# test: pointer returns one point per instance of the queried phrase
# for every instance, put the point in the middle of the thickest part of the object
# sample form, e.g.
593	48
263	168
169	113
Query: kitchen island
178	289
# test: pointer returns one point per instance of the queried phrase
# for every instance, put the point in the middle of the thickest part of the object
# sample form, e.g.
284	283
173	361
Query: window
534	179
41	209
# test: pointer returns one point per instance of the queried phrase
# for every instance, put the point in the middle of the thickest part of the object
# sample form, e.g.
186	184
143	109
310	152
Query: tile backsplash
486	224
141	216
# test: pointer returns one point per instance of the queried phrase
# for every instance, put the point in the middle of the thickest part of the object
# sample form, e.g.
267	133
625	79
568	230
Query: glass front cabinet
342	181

* * *

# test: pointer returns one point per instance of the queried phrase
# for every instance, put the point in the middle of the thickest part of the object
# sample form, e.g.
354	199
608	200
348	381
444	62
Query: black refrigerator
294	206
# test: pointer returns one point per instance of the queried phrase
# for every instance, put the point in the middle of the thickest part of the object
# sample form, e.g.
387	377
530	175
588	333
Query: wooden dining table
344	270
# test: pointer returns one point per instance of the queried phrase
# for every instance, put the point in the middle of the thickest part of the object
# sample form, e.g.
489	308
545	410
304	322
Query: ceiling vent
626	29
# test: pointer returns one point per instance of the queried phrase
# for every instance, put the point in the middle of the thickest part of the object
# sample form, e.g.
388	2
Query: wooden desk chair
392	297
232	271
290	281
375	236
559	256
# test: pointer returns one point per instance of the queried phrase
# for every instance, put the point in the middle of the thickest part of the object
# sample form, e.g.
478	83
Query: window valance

==

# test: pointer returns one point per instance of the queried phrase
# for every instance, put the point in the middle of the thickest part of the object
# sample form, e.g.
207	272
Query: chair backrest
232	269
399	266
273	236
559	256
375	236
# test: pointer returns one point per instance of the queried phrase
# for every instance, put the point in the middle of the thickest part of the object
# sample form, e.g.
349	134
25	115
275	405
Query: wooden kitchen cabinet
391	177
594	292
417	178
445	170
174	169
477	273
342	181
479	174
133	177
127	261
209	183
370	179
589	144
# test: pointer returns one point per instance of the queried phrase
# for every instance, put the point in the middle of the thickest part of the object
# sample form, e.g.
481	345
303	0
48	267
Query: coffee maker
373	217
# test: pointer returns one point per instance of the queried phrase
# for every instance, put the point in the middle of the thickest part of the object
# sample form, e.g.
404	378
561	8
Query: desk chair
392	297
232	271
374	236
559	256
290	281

-- WHAT IS REQUIRED --
Select every line in the three blocks above that contains the word "wooden", matching case exactly, and copy each of those lines.

-- WRITTEN ANSWER --
Query: wooden dining table
Query: wooden desk chair
Query: wooden kitchen cabinet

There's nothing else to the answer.